WORK INSTRUCTIONS
Turn the rows into a numbered list, starting at the first line and ending at the line holding "positive clicks: (394, 364)", with both ends included. Leave out any blank lines.

------------------------------------------------------------------------

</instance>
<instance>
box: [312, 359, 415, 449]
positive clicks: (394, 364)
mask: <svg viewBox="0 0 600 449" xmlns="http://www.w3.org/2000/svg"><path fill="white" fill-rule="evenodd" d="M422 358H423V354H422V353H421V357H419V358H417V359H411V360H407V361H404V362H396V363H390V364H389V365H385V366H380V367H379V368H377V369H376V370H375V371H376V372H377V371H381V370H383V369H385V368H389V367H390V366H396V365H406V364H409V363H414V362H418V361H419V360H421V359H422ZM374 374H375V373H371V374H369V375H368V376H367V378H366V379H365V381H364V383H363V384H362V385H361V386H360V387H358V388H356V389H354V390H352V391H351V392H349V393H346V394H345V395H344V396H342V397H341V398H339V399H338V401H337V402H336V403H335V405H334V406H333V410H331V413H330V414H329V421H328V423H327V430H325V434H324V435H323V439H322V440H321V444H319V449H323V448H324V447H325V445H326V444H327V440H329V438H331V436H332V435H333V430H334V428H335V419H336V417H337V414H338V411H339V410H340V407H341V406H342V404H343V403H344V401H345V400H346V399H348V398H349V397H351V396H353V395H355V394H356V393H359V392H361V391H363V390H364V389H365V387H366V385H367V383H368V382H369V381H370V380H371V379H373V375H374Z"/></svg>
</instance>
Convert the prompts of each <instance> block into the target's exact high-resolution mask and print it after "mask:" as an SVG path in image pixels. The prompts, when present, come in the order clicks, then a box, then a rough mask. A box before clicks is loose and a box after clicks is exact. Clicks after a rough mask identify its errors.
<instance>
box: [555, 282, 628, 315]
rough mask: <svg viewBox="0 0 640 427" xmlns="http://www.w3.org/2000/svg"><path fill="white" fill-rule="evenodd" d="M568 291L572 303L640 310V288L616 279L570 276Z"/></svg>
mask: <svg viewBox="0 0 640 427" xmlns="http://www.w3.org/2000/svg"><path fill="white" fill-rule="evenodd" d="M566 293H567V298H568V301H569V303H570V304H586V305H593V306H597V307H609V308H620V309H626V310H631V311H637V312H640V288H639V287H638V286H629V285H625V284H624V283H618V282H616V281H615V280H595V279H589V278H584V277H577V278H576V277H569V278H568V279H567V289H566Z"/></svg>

------------------------------------------------------------------------

RESPONSE TO THE TASK
1. </instance>
2. <instance>
3. box: [312, 359, 415, 449]
4. positive clicks: (394, 364)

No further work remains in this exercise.